§ What is expected:
Write out each line of all the records below without changing anything.

Some records
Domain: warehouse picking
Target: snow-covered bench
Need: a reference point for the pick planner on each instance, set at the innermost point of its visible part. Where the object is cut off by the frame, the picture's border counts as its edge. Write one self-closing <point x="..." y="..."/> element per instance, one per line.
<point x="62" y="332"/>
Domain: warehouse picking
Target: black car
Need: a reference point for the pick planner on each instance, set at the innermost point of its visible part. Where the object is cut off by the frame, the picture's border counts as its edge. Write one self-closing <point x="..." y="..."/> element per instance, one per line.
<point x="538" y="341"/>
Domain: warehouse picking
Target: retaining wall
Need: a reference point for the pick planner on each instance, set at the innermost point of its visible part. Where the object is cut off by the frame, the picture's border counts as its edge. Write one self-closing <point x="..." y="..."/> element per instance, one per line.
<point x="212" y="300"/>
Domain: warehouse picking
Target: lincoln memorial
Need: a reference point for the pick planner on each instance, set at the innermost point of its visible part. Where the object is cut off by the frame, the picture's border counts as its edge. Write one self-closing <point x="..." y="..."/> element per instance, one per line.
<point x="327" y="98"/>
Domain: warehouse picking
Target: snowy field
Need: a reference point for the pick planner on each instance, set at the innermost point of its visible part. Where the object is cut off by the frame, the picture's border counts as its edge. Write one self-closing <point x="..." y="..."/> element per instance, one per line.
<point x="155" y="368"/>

§ Task solution:
Domain: warehouse picking
Target: snow-covered bench
Need: a reference point for the pick planner on each instance, set at the innermost point of its visible part. Where the object is cut off by the frame, the picture's border counts as its edge. Write one self-closing <point x="..." y="..."/> element per instance, one per line.
<point x="62" y="332"/>
Domain: warehouse picking
Target: black car
Need: a reference point for the pick planner on each instance, set at the innermost point of its visible part. Where the object is cut off by the frame, the picture's border counts as its edge. Write one self-closing <point x="..." y="..."/> element per instance, one per line.
<point x="538" y="341"/>
Domain: warehouse picking
Target: retaining wall
Need: a reference point for the pick planner on each instance, set at the innermost point of its visible part. Where the object is cut off by the frame, the picture's border counts as its edge. Write one self-closing <point x="..." y="..."/> element per instance, one per line.
<point x="212" y="300"/>
Domain: warehouse picking
Target: lincoln memorial
Need: a reference point for the pick planner on each instance, set at the innermost point of its visible part. Where the object is cut off by the frame, the picture's border counts as its edge. Write one self-closing <point x="..." y="..."/> element per instance, one per line.
<point x="327" y="98"/>
Domain: warehouse picking
Target: snowy field
Need: a reference point for the pick planner on each instance, set at the innermost point of its visible part. Where the object is cut off by the frame, the picture's border counts as its edge. Write one self-closing <point x="..." y="..."/> element per instance, one per line.
<point x="155" y="368"/>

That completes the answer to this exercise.